This application then is a product of an academic study and made available for users to play with the data set extracted from Twitter postings. Here the products of these academic practices – particularly in computer science and informatics – cross over into popular culture via the possibilities of media-based dissemination. According to the information available through the University of Trento web resources:

[t]he Language, Interaction and Computation Laboratory (CLIC) is an interdisciplinary group of researchers interested in studying verbal and non-verbal communication. Research in the laboratory uses both computational and cognitive methods.[9]

Indeed a key reason for selecting Tweetolife from amongst the various similar applications is that it provides an example of the interface between academic statisticians, social scientists, and this broader interest in a type of lay visual studies that is typical of contemporary Web cultures.

The project that culminated in the Tweetolife application drew upon a fixed data set – that is to say that Tweetolife is not a real-time research tool, rather that it works from a data set extracted during a defined period of time (as such it does not operate in the same way as other real-time data harvesting technologies). The creators of Tweetolife describe the process as follows:

[w]e analyzed millions of tweets collected by researchers from the University of Edinburgh between November 2009 and February 2010. For gender differences, we separated the tweets into two subsets as male and female tweets by using the first names of the Twitter users. For hourly differences, we grouped the tweets according to the time of the day they were posted (in each user’s local time).[10]

The data was accumulated during this four-month period and the ‘Twitter API’ was used to capture the ‘entire stream’ of Twitter posts.[11] The accumulated data was then tagged with the local time and with the gender of the content creator. As the analysis below indicates the tagging of the data with only information about the time of posting and the gender of the person generating it is quite limiting in scope; we might also ask questions about the accuracy of such tagging processes.[12]

CLIC notes the lack of a public data resource for Twitter and claim to have the

first such corpus collected over a period of two months using the Twitter streaming API. Our corpus contains 97 million tweets.[13]

Clearly this is a substantial set of data that records a vast quantity of ordinary interactions – which in turn speaks directly to calls in the digital humanities to archive and capture such data for historical use. Indeed, it is this vast data set that makes Tweetolife an example worth attention. The data accumulated during this short sample period is already quite staggering; we are instantly forced to reflect on how difficult it would be to accumulate a comparable resource through more traditional social science methods; it is also suggestive of the broader problems of data loss and the possibilities of archiving for future analysis and historical insights.[14]

We might of course question what it is that we can extract from such online interactions and how seriously we can take the content of the communication. However it is that we might feel about such content this is clearly a vast social data set that has the potential to inform and shape social and cultural research. This is the type of digital data set that social scientists have been expressing an increasing desire to obtain and use.[15] In this instance the data provided by Tweetolife can be analysed at what might be understood to be a quantitative or aggregate level but it is worth noting that elsewhere applications allow broad trends to be analysed at the level of particular postings. Thus these new forms of data analysis are often able to work across quantitative and qualitative forms of analysis.[16]

We have a sense of the size of the set of data used by CLIC and the type of analytical and technical processes that underpin Tweetolife. The question arises about what this application can allow us to do with this vast digital data set. The various analytic options of Tweetolife are all set up to allow the user to enter their own chosen search term(s). The site itself is separated into two parts: the first deals with ‘gender differences’, the second with ‘hourly differences’. Despite the flexibility in search terms our analysis is limited to these two possibilities. We will begin with gender differences.

_Source material:_
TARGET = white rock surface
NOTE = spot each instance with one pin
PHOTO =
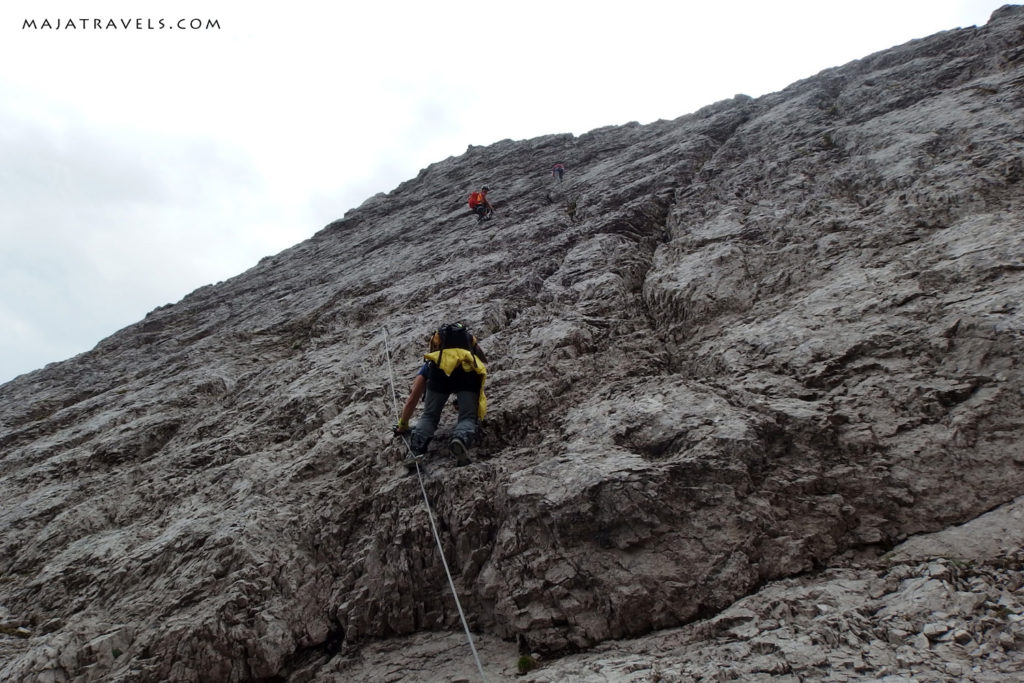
(751, 370)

_What is needed:_
Quote the Tweetolife excerpt word for word, beginning at the words "We have a sense" and stopping after "with gender differences.". The lines are independent material, unrelated to the Tweetolife excerpt.

_Response:_
We have a sense of the size of the set of data used by CLIC and the type of analytical and technical processes that underpin Tweetolife. The question arises about what this application can allow us to do with this vast digital data set. The various analytic options of Tweetolife are all set up to allow the user to enter their own chosen search term(s). The site itself is separated into two parts: the first deals with ‘gender differences’, the second with ‘hourly differences’. Despite the flexibility in search terms our analysis is limited to these two possibilities. We will begin with gender differences.